Aim: In the discussion of Amazon and market competition, which two companies does the text say are now facing Amazon as a competitor?

Text to read:

______________________________

Amazon absolutely uses its "flywheels" to dominate other markets. UPS and FedEx are presently facing a competitor with a trillion-dollar market cap, several cash-machine businesses, a decade-scale investing strategy, and a "your margin is my opportunity" focus. Through tenacity and bankroll, Amazon can enter and compete in new markets in ways few existing market participants can oppose.
Indeed, I suspect that Amazon has begun to corner the market on long-term investors, too. Why risk investing in a smaller company that intends to duplicate Amazon's strategy when one could, instead, invest in the original zero-margin-so-we-can-take-over-the-world behemoth with a track-record of success?
>It's not regulations we need, it is better education. Especially skeptical thinking.
As someone who is pretty much exclusively against regulation - I agree with you. However regulation to ensure competitive markets is totally appropriate for government responsibility.
>No one would expect Google to not suppress search results that harms its business. It is called capitalism.
This is fine if Google were some upstart or new entry to the market. Example: Bing has done this for years with promoting its own products / services like Office 365 in search results. The issue comes when you own a _massive_ share of the market, then in the eyes of the law it becomes anticompetitive.
> It's like going to a Honda car dealer and expecting to get offered the best deal on a Toyota.
Not quite an apt comparison, as the car market is very competitive, and Honda / Toyota only have ~7-10% market share within the US, respectively. So in your example, YES it would be dumb to assume that. However if Honda had 95% market share and therefore could undercut any price Toyota offered by taking negative profits in the short-term, then it would absolutely be problematic.

______________________________

Data section:
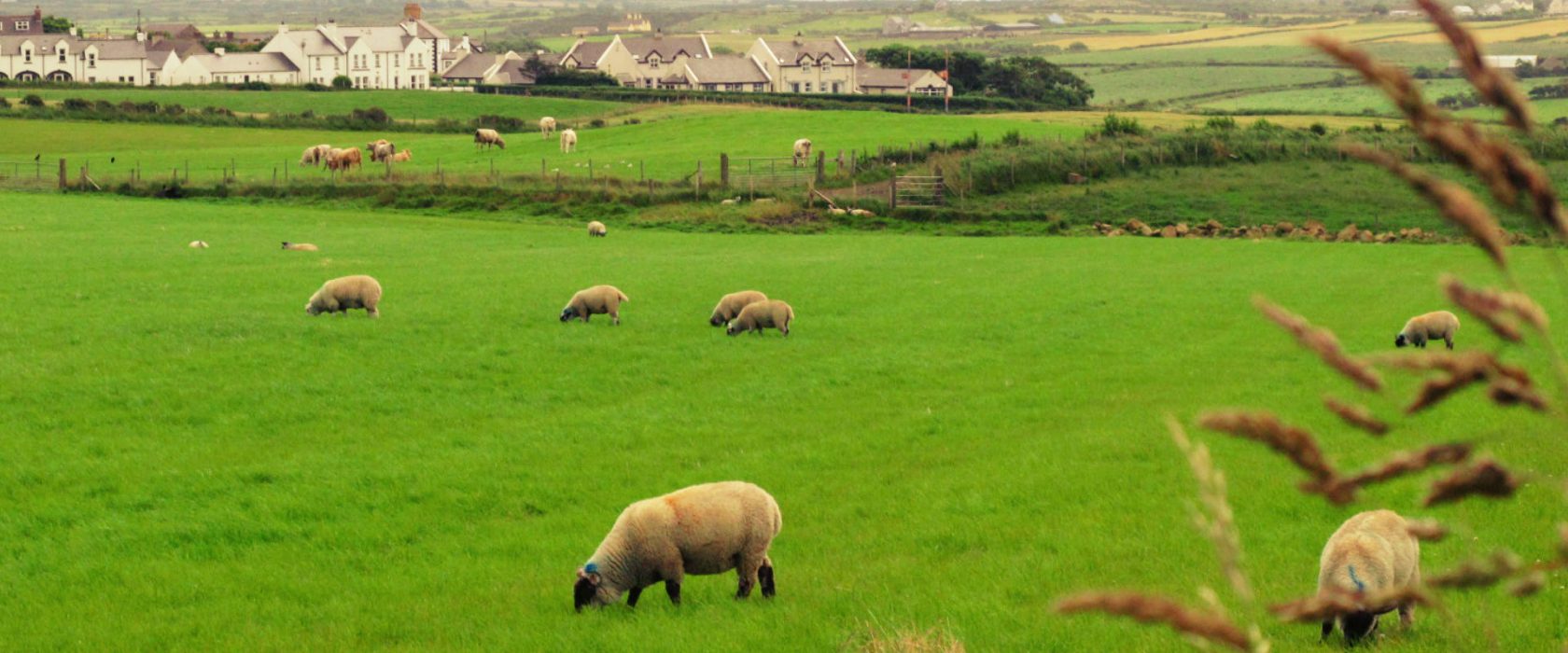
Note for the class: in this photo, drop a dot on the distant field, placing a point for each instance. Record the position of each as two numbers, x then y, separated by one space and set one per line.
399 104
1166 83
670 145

______________________________

Correct result: UPS and FedEx.